* WHAT YOU HAVE TO DO *
Convert the data, from the line containing "In the photograph above, where can the clipboard" through the end, into a Markdown table with columns "Row" and "Line", leaving out blank lines.

[Start INPUT MATERIAL]

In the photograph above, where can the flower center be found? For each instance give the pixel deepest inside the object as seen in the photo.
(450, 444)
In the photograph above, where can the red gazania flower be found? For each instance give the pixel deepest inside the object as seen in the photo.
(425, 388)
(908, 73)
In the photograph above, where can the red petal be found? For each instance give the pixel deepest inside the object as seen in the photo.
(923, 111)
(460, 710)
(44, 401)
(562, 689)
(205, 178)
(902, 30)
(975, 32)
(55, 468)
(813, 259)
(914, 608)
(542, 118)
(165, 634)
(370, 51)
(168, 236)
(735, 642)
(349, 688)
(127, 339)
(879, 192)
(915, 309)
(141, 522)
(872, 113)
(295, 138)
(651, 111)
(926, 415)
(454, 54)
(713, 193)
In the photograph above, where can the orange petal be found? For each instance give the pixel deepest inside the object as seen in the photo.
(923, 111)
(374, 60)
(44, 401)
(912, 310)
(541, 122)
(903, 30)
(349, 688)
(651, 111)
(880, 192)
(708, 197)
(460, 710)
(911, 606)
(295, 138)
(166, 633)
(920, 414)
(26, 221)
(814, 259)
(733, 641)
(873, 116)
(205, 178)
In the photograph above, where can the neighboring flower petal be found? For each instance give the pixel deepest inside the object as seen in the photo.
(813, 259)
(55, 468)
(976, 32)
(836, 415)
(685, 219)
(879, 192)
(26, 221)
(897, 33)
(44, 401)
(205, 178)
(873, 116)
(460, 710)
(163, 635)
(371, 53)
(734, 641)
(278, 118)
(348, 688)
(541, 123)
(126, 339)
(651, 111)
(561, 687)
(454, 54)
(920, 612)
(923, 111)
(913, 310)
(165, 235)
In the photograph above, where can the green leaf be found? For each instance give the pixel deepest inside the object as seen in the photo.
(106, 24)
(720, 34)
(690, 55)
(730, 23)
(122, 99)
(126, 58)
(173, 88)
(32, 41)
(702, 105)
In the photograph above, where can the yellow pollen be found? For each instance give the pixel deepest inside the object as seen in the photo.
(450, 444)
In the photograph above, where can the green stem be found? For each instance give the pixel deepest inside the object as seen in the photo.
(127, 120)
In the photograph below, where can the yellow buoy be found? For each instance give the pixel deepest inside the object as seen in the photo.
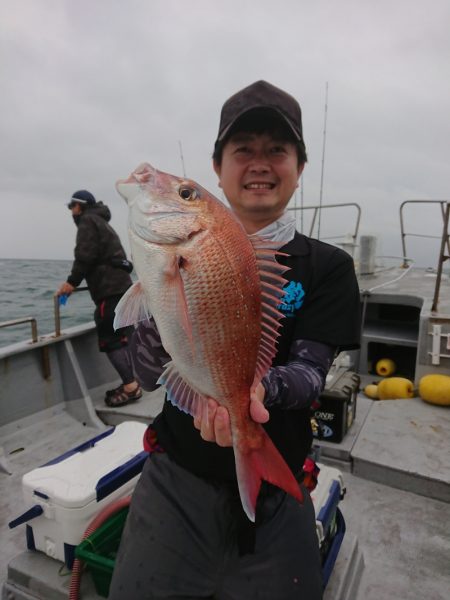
(385, 367)
(371, 391)
(394, 388)
(435, 389)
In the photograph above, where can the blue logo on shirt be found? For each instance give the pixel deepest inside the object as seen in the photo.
(293, 298)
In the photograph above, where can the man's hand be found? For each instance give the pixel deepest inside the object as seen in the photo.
(214, 422)
(65, 289)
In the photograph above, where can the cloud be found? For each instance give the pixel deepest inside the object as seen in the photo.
(91, 89)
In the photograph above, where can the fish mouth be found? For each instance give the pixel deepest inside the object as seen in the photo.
(259, 185)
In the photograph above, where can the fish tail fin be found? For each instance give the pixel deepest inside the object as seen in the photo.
(263, 463)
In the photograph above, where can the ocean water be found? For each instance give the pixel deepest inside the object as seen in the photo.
(26, 290)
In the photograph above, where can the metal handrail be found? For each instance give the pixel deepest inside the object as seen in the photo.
(32, 320)
(319, 207)
(444, 237)
(57, 311)
(443, 204)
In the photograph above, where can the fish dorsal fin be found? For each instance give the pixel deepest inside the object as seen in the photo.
(132, 307)
(272, 282)
(180, 393)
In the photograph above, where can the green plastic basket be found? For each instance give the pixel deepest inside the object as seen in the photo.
(98, 551)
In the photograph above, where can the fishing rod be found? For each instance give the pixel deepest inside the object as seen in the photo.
(182, 158)
(323, 158)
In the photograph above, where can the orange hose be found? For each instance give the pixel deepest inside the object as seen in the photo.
(96, 522)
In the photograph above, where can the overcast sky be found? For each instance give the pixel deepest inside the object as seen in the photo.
(92, 88)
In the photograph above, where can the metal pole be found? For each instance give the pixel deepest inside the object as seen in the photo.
(442, 258)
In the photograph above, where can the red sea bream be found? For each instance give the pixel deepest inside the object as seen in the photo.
(213, 294)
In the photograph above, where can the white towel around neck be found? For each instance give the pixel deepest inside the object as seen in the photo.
(281, 230)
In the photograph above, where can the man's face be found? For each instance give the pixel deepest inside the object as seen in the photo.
(258, 175)
(76, 209)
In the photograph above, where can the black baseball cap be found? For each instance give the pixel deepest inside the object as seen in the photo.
(82, 197)
(261, 95)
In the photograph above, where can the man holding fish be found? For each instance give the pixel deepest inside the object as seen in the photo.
(240, 317)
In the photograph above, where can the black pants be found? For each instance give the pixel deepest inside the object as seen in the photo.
(108, 339)
(180, 543)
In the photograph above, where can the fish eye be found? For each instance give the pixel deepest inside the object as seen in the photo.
(187, 193)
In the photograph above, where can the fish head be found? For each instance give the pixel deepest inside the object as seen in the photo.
(163, 208)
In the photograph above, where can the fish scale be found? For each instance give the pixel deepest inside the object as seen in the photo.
(213, 294)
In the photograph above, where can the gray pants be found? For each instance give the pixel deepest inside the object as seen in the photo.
(180, 543)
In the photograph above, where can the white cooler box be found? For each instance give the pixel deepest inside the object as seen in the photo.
(330, 524)
(69, 491)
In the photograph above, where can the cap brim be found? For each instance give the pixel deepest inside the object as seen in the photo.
(223, 134)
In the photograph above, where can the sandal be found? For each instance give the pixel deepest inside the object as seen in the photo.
(113, 391)
(120, 397)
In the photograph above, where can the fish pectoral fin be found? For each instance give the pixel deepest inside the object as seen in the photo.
(181, 393)
(132, 307)
(175, 282)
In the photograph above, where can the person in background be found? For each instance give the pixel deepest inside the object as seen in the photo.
(186, 535)
(101, 260)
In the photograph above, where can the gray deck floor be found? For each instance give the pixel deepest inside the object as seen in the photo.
(404, 537)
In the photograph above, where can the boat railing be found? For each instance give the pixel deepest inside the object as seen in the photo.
(56, 309)
(21, 321)
(317, 208)
(444, 237)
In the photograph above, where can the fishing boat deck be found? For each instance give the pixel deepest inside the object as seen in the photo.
(403, 536)
(394, 458)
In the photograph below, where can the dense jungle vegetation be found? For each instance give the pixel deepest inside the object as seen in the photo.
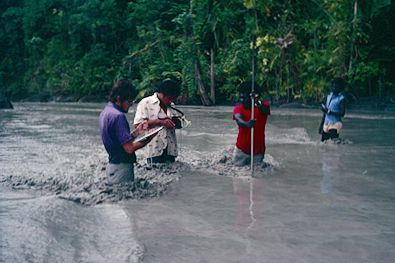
(76, 48)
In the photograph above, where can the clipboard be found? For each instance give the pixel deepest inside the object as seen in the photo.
(149, 134)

[End INPUT MATERIAL]

* TASK OUTPUT *
| Row | Line |
|---|---|
| 1 | In the photograph above, where can the clipboard be found? For each instance give the pixel deepest inside the object as seen in the photo. |
| 2 | (149, 134) |